** Page excerpt follows **
I disagree with trying to split this into two distinct categories. The social aspect and the business model are orthogonal, and there's nothing inherently wrong with either. The problem is when you tone down elements that are fun, replace them with elements that are compulsive, and then essentially put paywalls between the player and their next reward.

I think this is the crux of the anti-Farmville sentiment. The problem with this argument is that "fun" is incredibly subjective. The thought process behind the anti-Farmville camp seems to go something like this:

I don't find the game fun. Therefore it isn't fun. Therefore no-one can find the game fun. So what's keeping the millions of players playing it? ZOMG MIND CONTROL!

It's nonsense. The players clearly do enjoy playing these games, otherwise they wouldn't play. They certainly wouldn't pay. They experience a sense of progress, a feeling of creativity - they enjoy it. The games are perhaps too simplistic for the tastes of you and I, but that doesn't mean they're devoid of fun. If they were devoid of fun, people wouldn't play them.
** End of Page excerpt **
Task A ▸ List the actions that the first paragraph of the Farmville discussion identifies as the problem.
Task B ▸ Duplicate the stretch of the Farmville discussion from "I think this" through "ZOMG MIND CONTROL!".
The rows come from a different source than the Farmville discussion.
** Information supplied follows **
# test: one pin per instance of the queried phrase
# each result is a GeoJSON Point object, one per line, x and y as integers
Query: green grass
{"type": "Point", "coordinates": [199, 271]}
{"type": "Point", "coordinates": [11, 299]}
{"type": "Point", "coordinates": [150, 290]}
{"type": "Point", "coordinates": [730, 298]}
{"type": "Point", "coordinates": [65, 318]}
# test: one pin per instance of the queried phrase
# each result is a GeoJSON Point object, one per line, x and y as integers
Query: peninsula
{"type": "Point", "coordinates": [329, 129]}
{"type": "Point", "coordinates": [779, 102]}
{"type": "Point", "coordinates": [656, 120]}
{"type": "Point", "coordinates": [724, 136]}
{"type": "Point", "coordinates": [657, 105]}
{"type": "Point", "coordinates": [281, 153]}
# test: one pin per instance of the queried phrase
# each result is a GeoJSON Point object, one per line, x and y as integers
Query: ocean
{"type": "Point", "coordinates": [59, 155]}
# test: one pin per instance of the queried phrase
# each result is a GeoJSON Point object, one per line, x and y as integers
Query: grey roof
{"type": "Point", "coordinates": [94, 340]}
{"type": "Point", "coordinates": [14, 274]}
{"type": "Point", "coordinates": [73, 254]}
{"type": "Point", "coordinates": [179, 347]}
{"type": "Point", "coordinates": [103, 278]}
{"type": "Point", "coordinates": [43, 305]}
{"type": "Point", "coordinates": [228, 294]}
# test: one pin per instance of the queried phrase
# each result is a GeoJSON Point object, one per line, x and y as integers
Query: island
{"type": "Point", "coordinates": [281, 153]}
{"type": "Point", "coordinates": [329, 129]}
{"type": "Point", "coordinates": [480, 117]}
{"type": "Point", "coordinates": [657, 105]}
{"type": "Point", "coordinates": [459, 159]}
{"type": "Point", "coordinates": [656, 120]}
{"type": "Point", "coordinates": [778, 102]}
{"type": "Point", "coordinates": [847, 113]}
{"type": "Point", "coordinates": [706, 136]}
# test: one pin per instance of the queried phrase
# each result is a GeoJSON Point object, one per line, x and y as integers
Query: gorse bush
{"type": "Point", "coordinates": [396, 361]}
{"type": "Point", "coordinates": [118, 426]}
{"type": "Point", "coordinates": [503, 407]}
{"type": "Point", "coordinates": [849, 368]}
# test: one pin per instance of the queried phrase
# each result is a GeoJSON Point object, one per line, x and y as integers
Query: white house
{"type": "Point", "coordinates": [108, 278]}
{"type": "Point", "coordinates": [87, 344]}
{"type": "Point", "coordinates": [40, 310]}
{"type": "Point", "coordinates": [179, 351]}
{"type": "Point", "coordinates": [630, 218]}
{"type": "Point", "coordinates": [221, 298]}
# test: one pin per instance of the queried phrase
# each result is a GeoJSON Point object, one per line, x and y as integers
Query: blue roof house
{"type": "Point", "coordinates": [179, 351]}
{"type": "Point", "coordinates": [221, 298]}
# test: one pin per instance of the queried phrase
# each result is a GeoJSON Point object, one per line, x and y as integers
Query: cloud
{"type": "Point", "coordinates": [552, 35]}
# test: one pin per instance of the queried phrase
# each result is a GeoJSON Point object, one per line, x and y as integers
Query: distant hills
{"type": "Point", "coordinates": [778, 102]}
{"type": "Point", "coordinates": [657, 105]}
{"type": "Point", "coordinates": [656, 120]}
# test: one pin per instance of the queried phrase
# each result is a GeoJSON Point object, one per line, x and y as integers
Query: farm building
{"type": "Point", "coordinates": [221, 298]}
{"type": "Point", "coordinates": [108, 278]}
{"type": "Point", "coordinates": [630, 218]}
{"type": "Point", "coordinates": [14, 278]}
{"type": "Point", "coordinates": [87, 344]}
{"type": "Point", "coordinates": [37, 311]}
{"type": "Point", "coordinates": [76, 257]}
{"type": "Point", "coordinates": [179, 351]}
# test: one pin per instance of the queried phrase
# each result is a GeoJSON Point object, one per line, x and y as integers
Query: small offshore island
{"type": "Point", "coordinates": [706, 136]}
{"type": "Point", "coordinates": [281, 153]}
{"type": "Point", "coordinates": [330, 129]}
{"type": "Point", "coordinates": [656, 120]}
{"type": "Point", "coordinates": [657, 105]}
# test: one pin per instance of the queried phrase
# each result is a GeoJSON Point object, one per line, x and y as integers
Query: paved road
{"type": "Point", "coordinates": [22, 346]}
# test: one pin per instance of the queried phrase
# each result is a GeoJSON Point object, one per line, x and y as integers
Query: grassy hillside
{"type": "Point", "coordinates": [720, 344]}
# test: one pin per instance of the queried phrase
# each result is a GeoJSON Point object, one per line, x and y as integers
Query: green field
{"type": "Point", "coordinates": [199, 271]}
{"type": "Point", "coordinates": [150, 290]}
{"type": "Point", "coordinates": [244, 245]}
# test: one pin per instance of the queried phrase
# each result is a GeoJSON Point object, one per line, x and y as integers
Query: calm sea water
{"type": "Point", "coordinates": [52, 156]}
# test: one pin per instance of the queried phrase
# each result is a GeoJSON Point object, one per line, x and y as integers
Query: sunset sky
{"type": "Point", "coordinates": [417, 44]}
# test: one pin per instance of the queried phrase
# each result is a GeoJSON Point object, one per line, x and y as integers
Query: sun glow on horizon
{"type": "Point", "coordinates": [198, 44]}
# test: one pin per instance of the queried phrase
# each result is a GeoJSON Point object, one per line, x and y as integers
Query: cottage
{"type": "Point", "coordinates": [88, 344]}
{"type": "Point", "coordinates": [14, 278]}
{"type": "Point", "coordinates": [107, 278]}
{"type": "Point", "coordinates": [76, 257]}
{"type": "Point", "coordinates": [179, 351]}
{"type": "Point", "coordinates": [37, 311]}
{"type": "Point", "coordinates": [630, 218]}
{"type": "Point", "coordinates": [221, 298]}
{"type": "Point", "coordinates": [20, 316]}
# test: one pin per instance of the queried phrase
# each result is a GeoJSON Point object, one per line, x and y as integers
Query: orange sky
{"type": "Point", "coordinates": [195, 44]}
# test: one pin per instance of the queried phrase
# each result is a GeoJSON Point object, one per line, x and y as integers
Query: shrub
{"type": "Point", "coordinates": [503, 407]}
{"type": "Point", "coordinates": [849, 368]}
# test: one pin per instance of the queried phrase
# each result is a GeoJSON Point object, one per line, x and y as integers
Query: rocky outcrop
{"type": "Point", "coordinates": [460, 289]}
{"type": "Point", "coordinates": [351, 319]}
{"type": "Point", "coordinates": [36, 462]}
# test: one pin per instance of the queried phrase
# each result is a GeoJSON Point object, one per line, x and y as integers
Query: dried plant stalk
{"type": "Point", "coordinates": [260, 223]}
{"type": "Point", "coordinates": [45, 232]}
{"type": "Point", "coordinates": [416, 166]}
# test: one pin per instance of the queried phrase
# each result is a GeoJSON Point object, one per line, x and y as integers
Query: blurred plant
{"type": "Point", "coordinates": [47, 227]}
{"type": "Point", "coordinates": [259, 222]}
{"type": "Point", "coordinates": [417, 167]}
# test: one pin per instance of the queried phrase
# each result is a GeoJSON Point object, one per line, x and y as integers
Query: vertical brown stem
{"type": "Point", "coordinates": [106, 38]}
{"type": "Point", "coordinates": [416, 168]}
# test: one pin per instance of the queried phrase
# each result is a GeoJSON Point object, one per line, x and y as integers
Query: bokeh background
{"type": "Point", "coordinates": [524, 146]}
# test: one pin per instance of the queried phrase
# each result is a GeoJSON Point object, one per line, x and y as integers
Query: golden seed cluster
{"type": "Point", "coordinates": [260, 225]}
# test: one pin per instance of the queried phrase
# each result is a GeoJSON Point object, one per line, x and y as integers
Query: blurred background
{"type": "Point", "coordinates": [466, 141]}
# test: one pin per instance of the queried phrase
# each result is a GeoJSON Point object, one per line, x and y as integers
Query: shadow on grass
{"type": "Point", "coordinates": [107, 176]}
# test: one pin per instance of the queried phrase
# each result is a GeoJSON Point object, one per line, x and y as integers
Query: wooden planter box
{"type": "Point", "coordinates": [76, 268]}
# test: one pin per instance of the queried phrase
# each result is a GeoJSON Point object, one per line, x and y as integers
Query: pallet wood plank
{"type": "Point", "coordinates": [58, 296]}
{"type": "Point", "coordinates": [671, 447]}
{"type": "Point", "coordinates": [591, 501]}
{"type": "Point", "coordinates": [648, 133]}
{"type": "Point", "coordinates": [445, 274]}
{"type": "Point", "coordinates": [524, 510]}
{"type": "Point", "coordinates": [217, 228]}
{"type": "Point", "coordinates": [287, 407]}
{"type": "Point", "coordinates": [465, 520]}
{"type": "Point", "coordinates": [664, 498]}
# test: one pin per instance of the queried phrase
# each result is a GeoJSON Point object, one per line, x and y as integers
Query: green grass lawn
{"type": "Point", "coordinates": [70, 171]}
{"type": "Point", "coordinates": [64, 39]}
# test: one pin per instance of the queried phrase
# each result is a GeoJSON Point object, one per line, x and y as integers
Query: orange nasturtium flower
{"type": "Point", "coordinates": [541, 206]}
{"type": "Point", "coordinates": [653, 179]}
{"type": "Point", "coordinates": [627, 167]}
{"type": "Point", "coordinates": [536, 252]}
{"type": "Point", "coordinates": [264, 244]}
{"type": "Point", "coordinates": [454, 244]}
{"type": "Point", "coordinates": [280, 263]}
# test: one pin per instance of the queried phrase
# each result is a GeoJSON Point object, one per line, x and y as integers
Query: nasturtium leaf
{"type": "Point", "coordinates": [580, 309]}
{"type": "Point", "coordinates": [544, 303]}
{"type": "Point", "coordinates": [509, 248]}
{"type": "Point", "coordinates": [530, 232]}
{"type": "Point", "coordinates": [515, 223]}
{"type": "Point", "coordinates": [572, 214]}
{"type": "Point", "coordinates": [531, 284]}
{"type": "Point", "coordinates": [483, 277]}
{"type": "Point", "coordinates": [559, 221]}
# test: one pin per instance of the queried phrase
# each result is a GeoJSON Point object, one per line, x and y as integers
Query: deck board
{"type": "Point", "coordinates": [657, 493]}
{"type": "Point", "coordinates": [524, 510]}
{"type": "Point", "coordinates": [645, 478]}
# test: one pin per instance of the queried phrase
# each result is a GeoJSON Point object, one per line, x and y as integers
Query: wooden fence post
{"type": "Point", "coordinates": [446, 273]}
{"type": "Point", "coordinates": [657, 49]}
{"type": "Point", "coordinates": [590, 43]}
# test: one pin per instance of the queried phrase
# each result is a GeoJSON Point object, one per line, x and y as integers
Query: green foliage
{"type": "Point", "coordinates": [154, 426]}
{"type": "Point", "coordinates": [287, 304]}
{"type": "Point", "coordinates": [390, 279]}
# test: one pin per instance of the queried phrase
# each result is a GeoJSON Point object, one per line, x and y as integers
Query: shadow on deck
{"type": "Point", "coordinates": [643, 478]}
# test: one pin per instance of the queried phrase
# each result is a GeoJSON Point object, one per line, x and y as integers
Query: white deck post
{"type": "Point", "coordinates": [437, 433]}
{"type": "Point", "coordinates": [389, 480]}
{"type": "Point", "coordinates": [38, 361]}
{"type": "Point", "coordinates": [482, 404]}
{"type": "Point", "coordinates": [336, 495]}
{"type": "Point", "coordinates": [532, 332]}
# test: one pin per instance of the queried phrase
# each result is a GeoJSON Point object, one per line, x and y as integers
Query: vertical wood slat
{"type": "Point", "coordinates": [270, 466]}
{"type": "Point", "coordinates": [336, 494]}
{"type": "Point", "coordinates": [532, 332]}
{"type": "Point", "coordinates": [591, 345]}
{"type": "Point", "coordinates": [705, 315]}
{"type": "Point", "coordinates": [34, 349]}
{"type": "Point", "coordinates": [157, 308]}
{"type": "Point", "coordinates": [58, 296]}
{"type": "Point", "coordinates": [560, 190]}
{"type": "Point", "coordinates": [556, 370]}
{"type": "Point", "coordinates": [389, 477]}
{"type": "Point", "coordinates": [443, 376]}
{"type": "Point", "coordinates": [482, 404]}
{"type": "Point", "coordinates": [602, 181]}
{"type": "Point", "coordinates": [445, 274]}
** End of Information supplied **
Response area A ▸
- Toning down elements that are fun
- Replacing them with elements that are compulsive
- Putting paywalls between the player and their next reward

Response area B ▸
I think this is the crux of the anti-Farmville sentiment. The problem with this argument is that "fun" is incredibly subjective. The thought process behind the anti-Farmville camp seems to go something like this:

I don't find the game fun. Therefore it isn't fun. Therefore no-one can find the game fun. So what's keeping the millions of players playing it? ZOMG MIND CONTROL!